-- TASK DESCRIPTION --
Write out every line of the listing below as a numbered list, leaving out the blank lines.

Saved entries
───
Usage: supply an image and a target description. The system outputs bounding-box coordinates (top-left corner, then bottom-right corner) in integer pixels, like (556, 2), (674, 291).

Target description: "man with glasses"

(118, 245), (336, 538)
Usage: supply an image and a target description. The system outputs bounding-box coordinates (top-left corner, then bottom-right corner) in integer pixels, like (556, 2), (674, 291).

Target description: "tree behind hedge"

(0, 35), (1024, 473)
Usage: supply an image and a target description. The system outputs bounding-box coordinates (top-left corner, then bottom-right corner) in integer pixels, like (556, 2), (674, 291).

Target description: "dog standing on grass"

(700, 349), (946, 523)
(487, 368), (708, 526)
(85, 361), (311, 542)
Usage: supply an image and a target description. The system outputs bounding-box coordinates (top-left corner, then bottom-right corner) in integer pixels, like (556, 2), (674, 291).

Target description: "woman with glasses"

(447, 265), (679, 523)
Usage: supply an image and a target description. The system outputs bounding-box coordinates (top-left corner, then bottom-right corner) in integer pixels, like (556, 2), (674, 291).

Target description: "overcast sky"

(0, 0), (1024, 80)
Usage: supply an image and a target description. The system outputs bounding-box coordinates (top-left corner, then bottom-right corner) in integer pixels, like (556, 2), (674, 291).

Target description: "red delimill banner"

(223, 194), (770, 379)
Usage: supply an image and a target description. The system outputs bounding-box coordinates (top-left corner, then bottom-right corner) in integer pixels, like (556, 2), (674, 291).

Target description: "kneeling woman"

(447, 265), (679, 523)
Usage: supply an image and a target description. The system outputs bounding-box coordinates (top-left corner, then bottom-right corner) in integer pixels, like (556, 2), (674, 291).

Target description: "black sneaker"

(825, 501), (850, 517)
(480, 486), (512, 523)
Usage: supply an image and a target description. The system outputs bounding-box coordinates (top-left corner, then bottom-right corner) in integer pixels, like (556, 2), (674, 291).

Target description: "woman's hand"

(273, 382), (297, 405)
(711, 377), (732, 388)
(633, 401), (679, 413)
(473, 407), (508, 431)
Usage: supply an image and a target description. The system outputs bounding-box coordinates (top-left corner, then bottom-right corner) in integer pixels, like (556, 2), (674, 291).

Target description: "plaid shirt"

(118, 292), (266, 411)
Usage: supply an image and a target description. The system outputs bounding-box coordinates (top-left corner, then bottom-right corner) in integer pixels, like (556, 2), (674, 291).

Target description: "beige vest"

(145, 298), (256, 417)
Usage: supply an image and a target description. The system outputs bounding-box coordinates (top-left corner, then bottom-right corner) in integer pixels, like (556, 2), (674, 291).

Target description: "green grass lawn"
───
-- TASK SOLUTION --
1. Usage: supply an image and a target description. The system outputs bounding-box coordinates (top-left corner, then bottom-right corner) in integer pixels, like (556, 2), (674, 291).
2. Target description: "man with glasses"
3. (118, 245), (336, 538)
4. Usage: supply an image and a target description. The system outputs bounding-box coordinates (top-left corner, then bottom-right corner) in integer pixels, like (556, 2), (674, 291).
5. Target description: "tree behind hedge"
6. (0, 35), (1024, 473)
7. Usage: supply an image and a target description. The system outputs bounding-box coordinates (top-left corner, then bottom-right corner) in integer pixels, like (556, 2), (674, 291).
8. Target description: "dog standing on grass"
9. (700, 349), (946, 523)
10. (487, 368), (708, 526)
11. (85, 361), (311, 542)
12. Usage: supply an image and a target description. The system outputs bounding-box coordinates (top-left corner, then bottom-right corner) in integer pixels, like (556, 2), (674, 291).
13. Target description: "woman with glasses"
14. (447, 265), (679, 523)
15. Usage: supply an image and a target description. The system outputs bounding-box coordinates (top-left corner, then bottom-right corner) in integer pixels, like (556, 2), (674, 291).
16. Target description: "overcast sky"
17. (0, 0), (1024, 80)
18. Usage: supply an image and a target description. The system outputs bounding-box coordinates (top-left corner, then bottom-right corner) in integer pixels, like (556, 2), (674, 291).
19. Target description: "red delimill banner"
20. (223, 194), (770, 379)
21. Usage: supply an image and a target description. The system outputs bounding-box coordinates (top-left corner, then bottom-right corner) in integer pixels, like (556, 2), (674, 291).
22. Target description: "kneeling woman"
23. (447, 265), (679, 523)
24. Usage: supply an image and a target description. The system outputs bounding-box coordinates (top-left corner, then bottom-right corner) in integer pixels, like (556, 2), (674, 291).
25. Target description: "black sneaker"
26. (825, 501), (850, 517)
27. (480, 486), (512, 523)
28. Usage: supply an image and a target description. The system outputs bounding-box coordinates (top-left corner, then bottom-right corner) in integer pixels, like (556, 2), (674, 291).
29. Target description: "woman's hand"
30. (273, 382), (297, 405)
31. (711, 377), (732, 388)
32. (633, 401), (679, 413)
33. (473, 407), (508, 431)
34. Usage: supply an image and a target description. The system outputs bounding-box coordinates (top-left corner, then bottom-right corner) in integer pixels, like (556, 2), (674, 291).
35. Target description: "plaid shirt"
36. (118, 292), (266, 411)
37. Usage: supply an image and a target description. The system outputs bounding-box coordinates (top-left corner, then bottom-right corner) in integer pixels, like (556, 2), (674, 291).
38. Target description: "beige vest"
39. (145, 298), (256, 417)
40. Usage: supply an image and a target description. The system outputs bounding-box coordinates (top-left corner, then bottom-right corner) in integer pixels, like (556, 2), (674, 291).
41. Target description: "green grass lawn"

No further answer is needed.